Problem requirements | Exactly the lines from the top of the records below through the one containing "box: [252, 152, 299, 190]" must be set down, with no line added or dropped.

Collected data entries

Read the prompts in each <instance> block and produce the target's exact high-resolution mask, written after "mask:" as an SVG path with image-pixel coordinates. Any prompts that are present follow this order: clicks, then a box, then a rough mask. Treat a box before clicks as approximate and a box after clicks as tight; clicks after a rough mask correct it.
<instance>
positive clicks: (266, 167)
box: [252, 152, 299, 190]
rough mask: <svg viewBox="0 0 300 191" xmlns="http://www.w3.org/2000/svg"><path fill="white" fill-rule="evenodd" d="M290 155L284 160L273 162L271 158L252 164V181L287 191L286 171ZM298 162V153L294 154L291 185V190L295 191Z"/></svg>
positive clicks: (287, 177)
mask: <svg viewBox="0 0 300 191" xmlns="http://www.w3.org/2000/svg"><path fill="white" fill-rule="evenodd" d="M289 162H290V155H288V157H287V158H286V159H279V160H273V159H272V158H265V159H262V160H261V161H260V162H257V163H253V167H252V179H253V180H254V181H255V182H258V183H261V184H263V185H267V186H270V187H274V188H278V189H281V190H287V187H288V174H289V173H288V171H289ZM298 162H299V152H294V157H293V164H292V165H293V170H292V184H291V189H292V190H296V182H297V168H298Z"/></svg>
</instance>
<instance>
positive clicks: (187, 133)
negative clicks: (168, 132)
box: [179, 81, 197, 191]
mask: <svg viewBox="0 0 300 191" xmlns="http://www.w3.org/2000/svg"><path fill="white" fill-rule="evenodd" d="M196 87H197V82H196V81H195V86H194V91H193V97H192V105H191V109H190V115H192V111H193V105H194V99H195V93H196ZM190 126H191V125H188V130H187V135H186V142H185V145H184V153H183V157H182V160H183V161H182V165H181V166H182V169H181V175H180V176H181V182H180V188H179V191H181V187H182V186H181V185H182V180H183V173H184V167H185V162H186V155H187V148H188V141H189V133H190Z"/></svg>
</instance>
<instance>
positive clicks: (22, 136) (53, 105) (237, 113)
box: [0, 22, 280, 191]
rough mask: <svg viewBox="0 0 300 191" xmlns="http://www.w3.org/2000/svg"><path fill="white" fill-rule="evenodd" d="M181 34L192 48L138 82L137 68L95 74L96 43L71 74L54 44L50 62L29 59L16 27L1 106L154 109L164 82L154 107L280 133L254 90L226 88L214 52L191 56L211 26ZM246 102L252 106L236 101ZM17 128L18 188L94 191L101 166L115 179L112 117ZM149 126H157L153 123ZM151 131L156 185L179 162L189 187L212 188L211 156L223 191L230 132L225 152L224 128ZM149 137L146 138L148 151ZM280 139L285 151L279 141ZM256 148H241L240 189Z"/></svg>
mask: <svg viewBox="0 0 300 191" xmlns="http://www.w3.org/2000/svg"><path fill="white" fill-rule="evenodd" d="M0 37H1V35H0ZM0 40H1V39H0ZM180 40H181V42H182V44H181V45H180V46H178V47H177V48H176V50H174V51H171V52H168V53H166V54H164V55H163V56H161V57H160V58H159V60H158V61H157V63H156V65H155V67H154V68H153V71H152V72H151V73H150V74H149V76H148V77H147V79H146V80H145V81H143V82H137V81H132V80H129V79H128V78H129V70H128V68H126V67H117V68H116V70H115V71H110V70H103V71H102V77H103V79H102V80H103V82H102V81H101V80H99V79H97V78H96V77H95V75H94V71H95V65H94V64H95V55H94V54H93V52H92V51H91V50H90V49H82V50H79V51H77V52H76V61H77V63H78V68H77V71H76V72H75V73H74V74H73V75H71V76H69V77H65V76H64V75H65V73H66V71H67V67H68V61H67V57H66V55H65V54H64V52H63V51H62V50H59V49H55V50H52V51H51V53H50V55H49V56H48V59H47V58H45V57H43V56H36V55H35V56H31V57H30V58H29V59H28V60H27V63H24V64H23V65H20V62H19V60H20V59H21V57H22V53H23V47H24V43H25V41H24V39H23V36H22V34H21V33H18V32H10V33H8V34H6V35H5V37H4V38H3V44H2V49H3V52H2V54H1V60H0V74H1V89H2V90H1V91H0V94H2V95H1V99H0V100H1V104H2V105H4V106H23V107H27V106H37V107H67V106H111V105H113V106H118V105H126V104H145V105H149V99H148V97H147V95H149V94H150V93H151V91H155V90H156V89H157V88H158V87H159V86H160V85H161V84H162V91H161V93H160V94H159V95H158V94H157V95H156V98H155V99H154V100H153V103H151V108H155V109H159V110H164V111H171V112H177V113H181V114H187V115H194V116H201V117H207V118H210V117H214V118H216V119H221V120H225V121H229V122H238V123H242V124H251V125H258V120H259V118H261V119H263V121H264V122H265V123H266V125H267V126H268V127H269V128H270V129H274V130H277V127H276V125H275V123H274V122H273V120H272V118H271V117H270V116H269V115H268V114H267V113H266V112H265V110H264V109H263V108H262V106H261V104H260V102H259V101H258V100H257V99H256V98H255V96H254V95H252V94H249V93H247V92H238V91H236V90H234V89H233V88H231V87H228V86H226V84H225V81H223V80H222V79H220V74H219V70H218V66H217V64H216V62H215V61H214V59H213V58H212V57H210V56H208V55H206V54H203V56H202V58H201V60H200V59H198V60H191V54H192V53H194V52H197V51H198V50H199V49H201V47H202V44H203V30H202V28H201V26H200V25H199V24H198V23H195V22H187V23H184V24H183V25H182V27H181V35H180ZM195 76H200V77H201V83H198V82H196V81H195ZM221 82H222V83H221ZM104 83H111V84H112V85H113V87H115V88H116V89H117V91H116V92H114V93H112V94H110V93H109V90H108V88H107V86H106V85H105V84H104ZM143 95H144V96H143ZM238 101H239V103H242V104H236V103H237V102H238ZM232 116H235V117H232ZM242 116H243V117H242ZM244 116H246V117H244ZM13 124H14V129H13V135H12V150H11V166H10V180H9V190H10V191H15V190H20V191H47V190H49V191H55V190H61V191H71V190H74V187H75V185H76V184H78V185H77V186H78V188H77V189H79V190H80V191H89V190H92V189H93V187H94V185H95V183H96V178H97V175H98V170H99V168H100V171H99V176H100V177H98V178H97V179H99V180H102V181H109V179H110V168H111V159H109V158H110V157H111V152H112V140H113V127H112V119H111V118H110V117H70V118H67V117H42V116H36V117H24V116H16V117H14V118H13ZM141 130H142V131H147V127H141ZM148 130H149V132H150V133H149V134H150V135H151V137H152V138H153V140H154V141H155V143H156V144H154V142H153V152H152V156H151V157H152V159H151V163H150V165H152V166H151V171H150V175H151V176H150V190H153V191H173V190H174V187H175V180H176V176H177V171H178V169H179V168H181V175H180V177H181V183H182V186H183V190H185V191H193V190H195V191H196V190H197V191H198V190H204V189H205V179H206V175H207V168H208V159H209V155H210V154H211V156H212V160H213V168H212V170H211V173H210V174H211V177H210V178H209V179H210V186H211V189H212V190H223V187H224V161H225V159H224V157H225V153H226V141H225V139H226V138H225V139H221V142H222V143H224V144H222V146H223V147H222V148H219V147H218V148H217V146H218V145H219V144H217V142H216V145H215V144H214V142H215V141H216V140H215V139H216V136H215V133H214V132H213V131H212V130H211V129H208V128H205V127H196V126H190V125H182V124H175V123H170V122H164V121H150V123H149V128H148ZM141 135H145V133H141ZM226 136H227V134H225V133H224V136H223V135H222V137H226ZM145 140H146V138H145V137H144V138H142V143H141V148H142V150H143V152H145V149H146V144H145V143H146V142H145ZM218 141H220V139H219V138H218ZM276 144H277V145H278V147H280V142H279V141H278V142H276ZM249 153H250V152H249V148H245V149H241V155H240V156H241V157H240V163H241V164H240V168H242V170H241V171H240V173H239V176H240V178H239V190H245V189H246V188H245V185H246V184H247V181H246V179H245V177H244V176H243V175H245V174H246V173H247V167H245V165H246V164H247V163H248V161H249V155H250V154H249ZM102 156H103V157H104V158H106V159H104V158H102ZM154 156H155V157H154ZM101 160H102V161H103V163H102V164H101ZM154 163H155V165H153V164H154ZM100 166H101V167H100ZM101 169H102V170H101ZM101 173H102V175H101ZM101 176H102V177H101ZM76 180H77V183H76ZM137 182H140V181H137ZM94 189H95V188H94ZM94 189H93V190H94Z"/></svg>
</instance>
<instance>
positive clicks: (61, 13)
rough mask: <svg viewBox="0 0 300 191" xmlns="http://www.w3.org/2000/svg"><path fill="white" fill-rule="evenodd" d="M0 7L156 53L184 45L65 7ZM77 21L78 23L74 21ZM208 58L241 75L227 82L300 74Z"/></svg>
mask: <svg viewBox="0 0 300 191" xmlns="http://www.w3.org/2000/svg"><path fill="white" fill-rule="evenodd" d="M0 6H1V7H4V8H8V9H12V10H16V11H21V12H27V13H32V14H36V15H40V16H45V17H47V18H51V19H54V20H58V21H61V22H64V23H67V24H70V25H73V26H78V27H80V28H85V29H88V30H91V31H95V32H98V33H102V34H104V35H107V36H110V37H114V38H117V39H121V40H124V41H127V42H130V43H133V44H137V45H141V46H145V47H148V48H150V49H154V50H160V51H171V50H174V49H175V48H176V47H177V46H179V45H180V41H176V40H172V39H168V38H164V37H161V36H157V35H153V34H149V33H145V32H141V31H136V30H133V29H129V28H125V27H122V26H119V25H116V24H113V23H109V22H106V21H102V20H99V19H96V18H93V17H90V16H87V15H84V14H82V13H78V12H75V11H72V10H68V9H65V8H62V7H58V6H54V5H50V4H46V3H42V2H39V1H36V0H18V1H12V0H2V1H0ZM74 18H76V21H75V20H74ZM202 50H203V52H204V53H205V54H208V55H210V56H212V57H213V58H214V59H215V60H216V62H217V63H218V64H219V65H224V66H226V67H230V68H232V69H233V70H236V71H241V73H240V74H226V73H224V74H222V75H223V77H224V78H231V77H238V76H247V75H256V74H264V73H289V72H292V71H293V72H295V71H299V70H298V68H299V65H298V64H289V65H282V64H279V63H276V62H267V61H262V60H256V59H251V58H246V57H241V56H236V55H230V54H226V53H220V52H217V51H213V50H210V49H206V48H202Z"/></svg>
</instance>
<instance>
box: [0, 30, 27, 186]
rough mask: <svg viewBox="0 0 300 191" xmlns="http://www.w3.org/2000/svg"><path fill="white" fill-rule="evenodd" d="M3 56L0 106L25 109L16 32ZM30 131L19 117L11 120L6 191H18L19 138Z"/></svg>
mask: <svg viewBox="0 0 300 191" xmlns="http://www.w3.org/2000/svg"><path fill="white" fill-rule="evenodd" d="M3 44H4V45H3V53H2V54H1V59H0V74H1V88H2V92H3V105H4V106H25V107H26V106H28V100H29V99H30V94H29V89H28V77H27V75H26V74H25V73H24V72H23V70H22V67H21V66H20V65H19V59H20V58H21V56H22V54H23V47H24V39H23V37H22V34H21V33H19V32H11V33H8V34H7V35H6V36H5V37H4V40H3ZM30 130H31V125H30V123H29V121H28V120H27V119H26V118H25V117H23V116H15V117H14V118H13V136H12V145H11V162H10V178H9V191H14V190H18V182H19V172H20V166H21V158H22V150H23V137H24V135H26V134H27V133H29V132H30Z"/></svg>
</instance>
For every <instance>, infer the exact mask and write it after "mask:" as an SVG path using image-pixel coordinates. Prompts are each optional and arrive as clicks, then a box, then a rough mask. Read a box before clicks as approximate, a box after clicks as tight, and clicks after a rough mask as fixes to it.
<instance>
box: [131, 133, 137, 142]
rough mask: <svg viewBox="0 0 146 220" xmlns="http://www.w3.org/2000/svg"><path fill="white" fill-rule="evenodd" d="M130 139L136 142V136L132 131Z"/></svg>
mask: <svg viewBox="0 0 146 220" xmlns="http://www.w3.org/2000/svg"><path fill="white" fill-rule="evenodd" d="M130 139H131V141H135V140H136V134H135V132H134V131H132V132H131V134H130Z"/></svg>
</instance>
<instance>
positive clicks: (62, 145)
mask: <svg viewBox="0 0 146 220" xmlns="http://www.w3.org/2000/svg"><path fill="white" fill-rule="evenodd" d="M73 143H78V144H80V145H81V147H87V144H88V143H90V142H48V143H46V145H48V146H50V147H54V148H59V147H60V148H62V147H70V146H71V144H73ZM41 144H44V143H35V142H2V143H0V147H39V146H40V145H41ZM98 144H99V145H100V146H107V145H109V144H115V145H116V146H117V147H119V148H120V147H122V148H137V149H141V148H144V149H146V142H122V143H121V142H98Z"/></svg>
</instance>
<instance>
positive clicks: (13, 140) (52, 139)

Response below |
Read the prompts in each <instance> block and produce the target's exact high-resolution mask, written after "mask:" as an SVG path with image-pixel coordinates. Any prompts that are present follow this order: clicks, then a box, then a rough mask. Treat a box before clicks as approximate and a box after clicks as tight; clicks after a rough mask correct it.
<instance>
positive clicks: (266, 167)
box: [252, 152, 299, 190]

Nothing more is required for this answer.